WHAT IS ASKED => Everything from the line that contains "Could you please indicate the polished wood" through the final line of the records below should be quoted exactly, except the pictures.

★ ★ ★ ★ ★ ★ ★

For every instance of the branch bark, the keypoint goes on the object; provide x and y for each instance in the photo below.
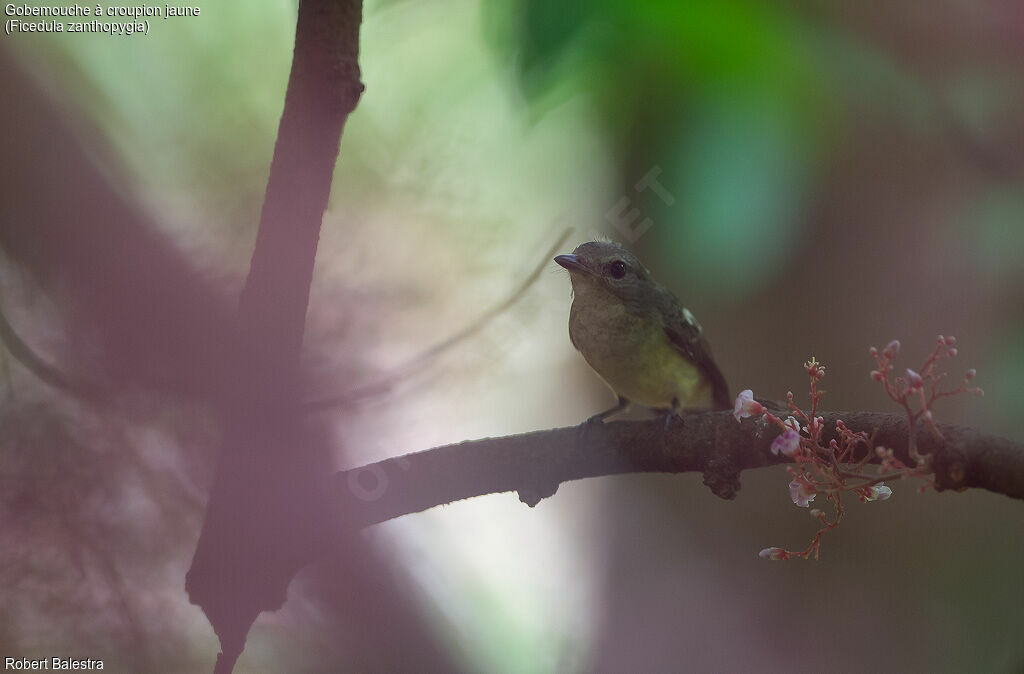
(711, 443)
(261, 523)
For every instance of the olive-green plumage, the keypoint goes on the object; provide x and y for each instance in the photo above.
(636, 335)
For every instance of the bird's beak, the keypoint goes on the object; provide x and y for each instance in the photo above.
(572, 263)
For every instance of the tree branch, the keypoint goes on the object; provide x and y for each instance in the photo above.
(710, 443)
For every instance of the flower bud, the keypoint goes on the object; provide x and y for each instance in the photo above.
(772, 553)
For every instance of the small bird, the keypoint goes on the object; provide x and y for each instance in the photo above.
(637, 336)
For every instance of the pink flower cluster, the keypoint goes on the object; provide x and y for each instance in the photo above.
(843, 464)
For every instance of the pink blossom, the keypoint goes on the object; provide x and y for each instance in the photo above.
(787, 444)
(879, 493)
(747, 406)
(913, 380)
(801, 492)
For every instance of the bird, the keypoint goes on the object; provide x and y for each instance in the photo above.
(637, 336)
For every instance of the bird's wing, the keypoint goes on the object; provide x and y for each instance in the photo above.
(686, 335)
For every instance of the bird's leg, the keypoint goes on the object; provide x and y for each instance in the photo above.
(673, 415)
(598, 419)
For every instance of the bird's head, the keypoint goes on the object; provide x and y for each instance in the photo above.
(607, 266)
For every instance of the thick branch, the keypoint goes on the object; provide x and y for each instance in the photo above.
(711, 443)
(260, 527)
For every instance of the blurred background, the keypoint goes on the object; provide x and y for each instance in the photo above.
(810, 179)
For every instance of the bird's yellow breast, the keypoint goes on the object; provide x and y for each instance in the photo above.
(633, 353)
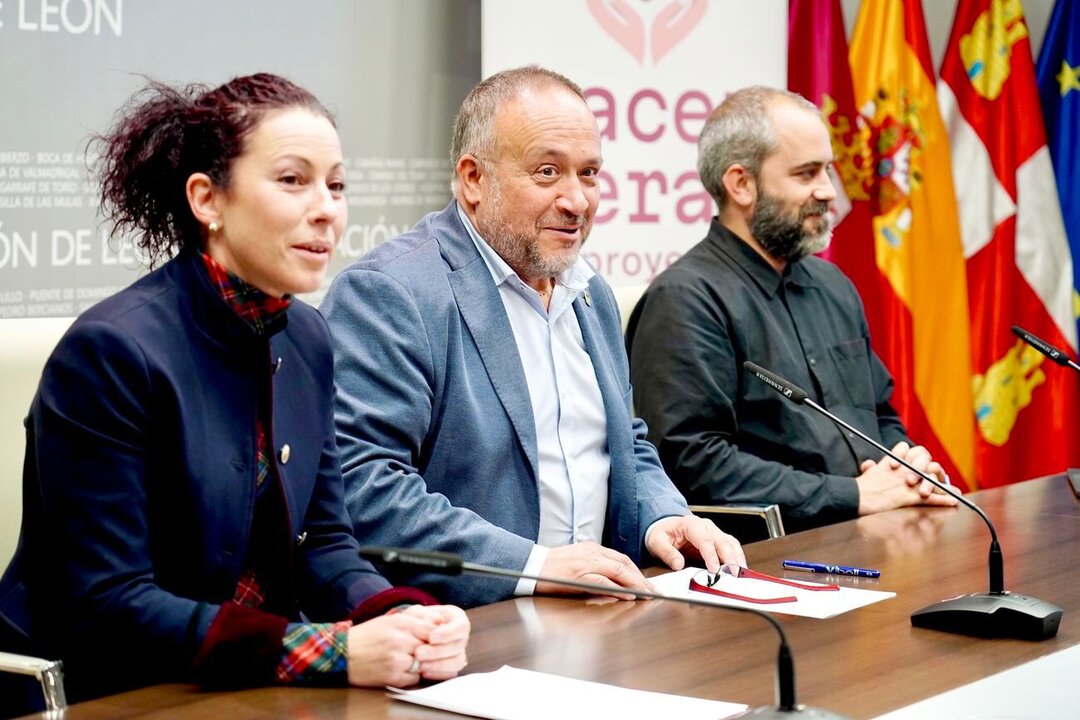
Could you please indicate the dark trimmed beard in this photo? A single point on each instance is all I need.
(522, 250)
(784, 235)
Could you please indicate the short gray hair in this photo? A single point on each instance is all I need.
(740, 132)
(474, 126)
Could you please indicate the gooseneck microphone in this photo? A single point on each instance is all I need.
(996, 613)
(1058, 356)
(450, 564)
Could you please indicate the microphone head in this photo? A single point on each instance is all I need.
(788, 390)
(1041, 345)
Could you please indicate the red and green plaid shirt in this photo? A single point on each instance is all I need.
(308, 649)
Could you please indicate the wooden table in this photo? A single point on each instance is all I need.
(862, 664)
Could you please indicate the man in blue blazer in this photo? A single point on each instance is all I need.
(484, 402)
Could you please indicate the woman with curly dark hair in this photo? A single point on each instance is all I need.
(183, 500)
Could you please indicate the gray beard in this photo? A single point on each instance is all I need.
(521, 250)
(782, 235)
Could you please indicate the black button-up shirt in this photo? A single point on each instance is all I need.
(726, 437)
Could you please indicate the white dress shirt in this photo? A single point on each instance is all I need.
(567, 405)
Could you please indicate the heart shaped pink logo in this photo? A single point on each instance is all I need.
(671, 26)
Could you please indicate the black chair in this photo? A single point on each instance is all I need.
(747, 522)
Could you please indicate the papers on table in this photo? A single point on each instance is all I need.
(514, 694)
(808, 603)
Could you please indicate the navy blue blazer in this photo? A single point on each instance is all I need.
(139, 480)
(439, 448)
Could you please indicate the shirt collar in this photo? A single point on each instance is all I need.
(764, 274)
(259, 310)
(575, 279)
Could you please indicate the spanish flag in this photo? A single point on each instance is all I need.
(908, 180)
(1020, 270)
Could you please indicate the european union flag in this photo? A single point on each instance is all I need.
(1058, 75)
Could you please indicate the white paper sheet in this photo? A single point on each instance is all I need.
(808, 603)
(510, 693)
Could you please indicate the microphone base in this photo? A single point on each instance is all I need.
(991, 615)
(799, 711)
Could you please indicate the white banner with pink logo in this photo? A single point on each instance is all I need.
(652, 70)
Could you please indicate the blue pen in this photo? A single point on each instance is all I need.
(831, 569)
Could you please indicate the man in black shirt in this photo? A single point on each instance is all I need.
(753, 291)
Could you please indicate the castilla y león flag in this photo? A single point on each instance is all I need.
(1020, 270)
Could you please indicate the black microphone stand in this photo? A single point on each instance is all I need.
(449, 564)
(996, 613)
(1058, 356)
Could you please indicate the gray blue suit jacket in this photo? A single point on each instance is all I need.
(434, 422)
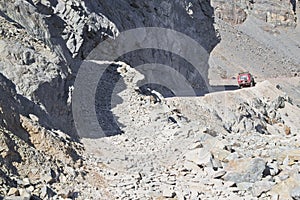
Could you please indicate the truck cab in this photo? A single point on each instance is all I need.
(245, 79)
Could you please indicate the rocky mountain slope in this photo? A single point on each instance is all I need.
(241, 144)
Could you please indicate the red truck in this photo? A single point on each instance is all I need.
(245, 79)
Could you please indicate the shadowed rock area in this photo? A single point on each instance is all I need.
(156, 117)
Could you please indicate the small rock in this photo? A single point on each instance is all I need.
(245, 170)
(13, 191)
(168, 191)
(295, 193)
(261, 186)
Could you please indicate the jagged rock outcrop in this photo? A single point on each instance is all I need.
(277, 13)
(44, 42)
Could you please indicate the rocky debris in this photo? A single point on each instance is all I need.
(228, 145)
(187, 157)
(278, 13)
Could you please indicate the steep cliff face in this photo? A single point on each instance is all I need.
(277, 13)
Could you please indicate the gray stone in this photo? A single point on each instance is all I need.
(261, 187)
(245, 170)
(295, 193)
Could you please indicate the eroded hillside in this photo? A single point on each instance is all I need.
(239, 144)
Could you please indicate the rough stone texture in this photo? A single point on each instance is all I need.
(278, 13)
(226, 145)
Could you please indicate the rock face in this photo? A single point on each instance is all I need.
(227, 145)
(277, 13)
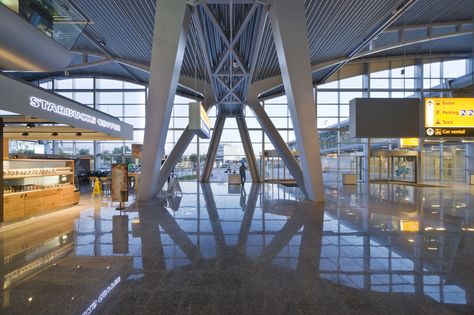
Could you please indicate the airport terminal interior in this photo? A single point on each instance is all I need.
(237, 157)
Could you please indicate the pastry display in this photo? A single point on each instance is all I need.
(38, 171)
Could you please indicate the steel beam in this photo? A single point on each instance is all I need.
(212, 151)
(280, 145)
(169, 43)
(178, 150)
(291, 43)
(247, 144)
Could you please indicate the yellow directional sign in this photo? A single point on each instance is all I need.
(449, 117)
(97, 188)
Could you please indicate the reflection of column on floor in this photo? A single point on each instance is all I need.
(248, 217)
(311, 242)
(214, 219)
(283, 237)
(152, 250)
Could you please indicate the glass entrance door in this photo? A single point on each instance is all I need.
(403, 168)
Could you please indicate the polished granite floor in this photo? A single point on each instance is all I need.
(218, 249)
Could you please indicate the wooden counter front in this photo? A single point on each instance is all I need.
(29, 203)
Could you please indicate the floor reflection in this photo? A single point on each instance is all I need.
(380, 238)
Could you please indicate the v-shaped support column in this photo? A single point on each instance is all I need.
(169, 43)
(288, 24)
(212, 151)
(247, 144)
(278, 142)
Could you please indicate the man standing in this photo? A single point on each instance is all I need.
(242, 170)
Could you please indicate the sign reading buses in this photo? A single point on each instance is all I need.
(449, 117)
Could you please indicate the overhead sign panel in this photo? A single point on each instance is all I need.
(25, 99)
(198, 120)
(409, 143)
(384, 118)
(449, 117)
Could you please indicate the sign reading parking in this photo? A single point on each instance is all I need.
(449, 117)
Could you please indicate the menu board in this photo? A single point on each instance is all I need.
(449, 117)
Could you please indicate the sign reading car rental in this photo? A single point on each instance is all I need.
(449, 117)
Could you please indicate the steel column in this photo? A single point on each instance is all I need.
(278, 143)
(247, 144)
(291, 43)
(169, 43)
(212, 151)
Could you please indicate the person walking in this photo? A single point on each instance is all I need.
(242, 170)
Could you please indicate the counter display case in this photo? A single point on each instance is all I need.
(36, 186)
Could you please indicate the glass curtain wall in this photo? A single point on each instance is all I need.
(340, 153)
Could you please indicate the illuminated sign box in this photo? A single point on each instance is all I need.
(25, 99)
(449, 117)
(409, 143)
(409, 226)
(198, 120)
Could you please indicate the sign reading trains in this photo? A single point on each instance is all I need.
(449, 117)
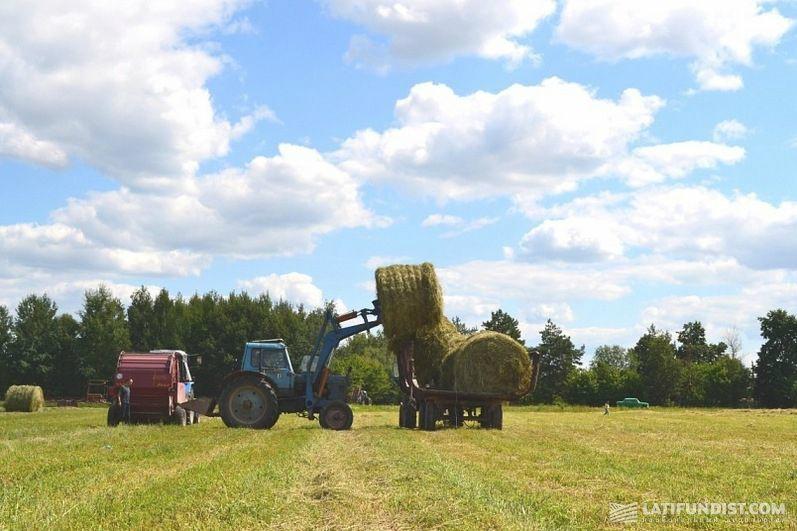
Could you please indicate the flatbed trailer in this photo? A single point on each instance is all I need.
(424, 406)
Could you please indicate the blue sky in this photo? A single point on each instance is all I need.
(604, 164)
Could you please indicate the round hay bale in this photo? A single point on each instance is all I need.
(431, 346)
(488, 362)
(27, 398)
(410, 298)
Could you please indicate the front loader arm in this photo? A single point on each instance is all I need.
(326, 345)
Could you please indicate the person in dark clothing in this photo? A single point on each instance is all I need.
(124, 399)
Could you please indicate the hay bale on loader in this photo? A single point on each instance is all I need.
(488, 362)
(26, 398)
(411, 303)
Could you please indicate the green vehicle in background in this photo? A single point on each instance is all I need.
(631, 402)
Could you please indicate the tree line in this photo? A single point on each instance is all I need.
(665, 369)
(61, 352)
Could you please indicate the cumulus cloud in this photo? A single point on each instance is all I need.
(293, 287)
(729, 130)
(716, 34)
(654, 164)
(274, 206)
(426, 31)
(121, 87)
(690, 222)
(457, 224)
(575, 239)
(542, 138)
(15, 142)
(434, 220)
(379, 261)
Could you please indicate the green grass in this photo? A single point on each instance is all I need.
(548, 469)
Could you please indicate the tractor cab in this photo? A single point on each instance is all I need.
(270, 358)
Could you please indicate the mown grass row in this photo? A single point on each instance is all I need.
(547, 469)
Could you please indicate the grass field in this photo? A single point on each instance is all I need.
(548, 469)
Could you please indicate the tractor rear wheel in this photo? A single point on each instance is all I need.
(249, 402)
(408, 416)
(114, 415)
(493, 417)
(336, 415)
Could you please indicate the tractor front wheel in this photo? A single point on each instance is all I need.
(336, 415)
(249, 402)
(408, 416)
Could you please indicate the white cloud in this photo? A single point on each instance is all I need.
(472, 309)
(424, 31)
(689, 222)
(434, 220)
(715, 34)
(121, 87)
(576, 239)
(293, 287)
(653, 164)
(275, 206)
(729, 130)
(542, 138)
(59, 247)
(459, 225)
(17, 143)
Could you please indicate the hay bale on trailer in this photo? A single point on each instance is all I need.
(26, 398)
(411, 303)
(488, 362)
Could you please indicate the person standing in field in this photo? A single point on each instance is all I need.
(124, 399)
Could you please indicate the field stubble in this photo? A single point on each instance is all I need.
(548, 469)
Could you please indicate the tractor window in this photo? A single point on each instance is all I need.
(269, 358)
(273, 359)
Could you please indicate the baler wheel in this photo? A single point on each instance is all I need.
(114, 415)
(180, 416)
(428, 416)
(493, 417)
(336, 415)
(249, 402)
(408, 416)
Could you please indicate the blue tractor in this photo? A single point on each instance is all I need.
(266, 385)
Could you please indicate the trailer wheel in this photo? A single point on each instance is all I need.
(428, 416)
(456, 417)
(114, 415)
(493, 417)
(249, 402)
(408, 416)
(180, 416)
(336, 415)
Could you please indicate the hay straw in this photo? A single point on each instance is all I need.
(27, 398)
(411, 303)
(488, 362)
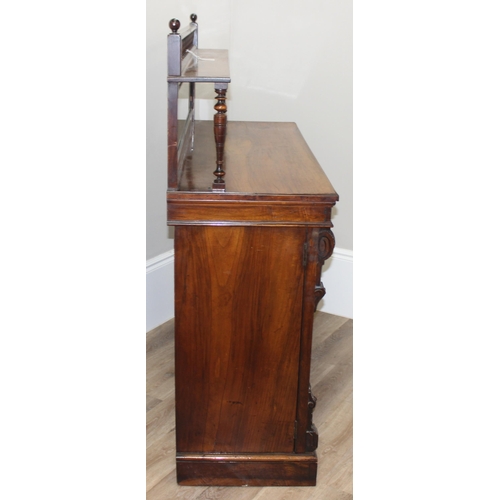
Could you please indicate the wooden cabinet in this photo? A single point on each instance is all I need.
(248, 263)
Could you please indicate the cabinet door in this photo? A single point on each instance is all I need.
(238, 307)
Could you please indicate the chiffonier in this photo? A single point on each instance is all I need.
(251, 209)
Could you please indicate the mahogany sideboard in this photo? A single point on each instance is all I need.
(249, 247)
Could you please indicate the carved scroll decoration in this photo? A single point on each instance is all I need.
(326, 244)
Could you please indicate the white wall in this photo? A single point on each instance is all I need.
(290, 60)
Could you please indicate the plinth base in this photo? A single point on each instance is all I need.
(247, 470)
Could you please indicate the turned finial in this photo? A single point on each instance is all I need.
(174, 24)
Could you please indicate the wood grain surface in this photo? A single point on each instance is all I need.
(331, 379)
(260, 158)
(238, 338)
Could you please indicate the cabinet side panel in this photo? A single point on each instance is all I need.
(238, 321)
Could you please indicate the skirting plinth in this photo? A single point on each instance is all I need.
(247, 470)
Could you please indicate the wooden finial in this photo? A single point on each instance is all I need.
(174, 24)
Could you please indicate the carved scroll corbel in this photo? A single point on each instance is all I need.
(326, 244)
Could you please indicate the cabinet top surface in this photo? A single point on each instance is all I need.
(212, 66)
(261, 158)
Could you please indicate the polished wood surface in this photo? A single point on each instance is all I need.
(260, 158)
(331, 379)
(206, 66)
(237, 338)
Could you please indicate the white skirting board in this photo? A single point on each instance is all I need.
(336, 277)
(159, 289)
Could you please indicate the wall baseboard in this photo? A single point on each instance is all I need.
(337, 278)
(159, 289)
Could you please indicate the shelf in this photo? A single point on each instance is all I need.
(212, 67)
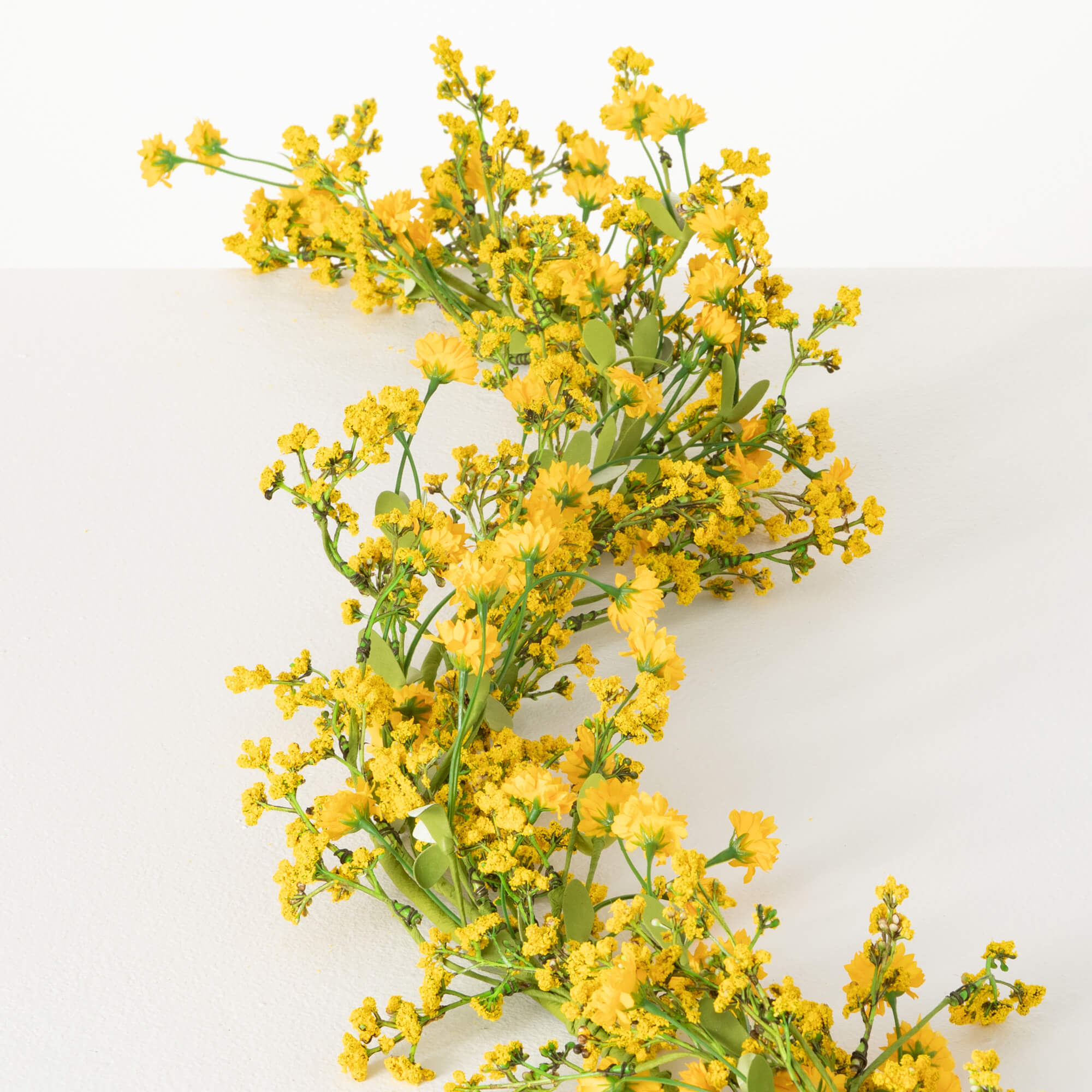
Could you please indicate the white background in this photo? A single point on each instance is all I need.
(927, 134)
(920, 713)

★ ★ ★ ★ ★ ★ ★

EXERCISE RESPONSE =>
Could you please indicate the polished wood surface in this photo? A single point on each instance is all I need.
(260, 158)
(331, 379)
(206, 66)
(237, 338)
Could you please indicate the white skirting board in this photo? A single point on each instance is all I need.
(336, 277)
(159, 289)
Could you please indicate the wall baseboard in this photo? A single point on each instance is all I need.
(337, 278)
(159, 289)
Could you please indicate the shelf in this photo? A single point on each instance is all I need.
(212, 67)
Could you please indicate the white background in this photo? A single point on each instance is all I need.
(927, 134)
(920, 713)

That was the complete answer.